Segment Start: Records to use
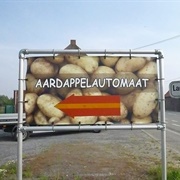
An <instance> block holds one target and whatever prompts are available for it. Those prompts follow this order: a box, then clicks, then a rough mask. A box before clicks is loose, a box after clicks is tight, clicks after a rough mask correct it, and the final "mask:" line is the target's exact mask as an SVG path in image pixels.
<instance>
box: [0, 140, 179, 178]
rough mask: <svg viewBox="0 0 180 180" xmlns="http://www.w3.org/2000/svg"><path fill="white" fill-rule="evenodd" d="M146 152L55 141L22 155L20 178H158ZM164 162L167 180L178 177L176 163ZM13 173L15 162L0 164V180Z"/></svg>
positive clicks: (150, 157)
mask: <svg viewBox="0 0 180 180" xmlns="http://www.w3.org/2000/svg"><path fill="white" fill-rule="evenodd" d="M64 147H66V148H64ZM114 149H116V151H115V150H114ZM146 155H147V154H146ZM146 155H143V154H140V155H136V154H134V153H132V152H131V151H128V150H127V149H126V148H125V147H124V145H116V144H110V145H109V144H104V145H98V144H96V145H95V146H92V144H91V143H78V142H77V143H74V144H63V143H61V144H60V145H59V144H56V145H52V147H49V148H47V149H46V150H44V151H42V152H41V153H40V154H38V155H34V156H24V158H23V180H26V179H38V180H69V179H71V180H84V179H86V180H95V179H98V178H101V179H102V178H103V179H105V180H117V179H121V180H124V179H125V180H128V179H131V178H132V177H134V179H138V180H140V179H143V180H162V171H161V165H156V164H159V161H157V158H156V159H154V158H152V157H150V156H149V155H148V157H147V156H146ZM145 157H146V158H145ZM169 164H171V165H169ZM168 165H169V166H168V168H167V180H180V169H178V168H177V167H178V166H179V165H177V166H174V165H173V163H168ZM16 172H17V169H16V162H15V161H9V162H7V163H6V164H4V165H2V166H0V180H7V179H8V180H14V179H16Z"/></svg>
Segment End: Records to use
→ **Instructions for the task**: Copy out every row above word for word, leaving out the picture.

→ **Reply**:
An <instance> block holds one target and whatever prompts are available for it. Those prompts follow this order: a box, then clicks, then a rough mask. A box before clicks is loose, a box after clicks is tight, clicks after a rough mask correct it, and the final "mask:" line is the target's exact mask as an SVG path in image pixels.
<instance>
box: [0, 140, 179, 178]
rough mask: <svg viewBox="0 0 180 180" xmlns="http://www.w3.org/2000/svg"><path fill="white" fill-rule="evenodd" d="M146 152L55 141L22 155L20 178H158ZM164 162L167 180L178 177L176 163ZM13 173L15 162L0 164V180Z"/></svg>
positive clicks: (150, 157)
mask: <svg viewBox="0 0 180 180" xmlns="http://www.w3.org/2000/svg"><path fill="white" fill-rule="evenodd" d="M64 147H66V148H64ZM114 149H116V151H115V150H114ZM146 155H147V154H146ZM146 155H143V154H140V155H136V154H134V153H132V152H131V151H128V150H127V149H126V148H125V147H124V145H116V144H110V145H109V144H104V145H98V144H96V145H95V146H92V144H91V143H78V142H77V143H74V144H63V143H61V144H60V145H59V144H56V145H52V147H49V148H47V149H46V150H44V151H42V152H41V153H40V154H38V155H34V156H24V158H23V180H26V179H38V180H69V179H71V180H84V179H86V180H95V179H98V178H101V179H102V178H103V179H105V180H117V179H121V180H124V179H125V180H128V179H131V178H132V177H134V179H138V180H140V179H143V180H162V171H161V165H156V164H159V161H157V158H156V159H154V158H152V157H150V156H149V155H148V157H147V156H146ZM145 157H146V158H145ZM169 164H171V165H169ZM168 165H169V166H168V168H167V180H180V169H178V168H177V167H178V166H179V165H177V166H174V165H173V163H168ZM16 172H17V169H16V162H15V161H9V162H7V163H6V164H4V165H2V166H0V180H7V179H8V180H14V179H16Z"/></svg>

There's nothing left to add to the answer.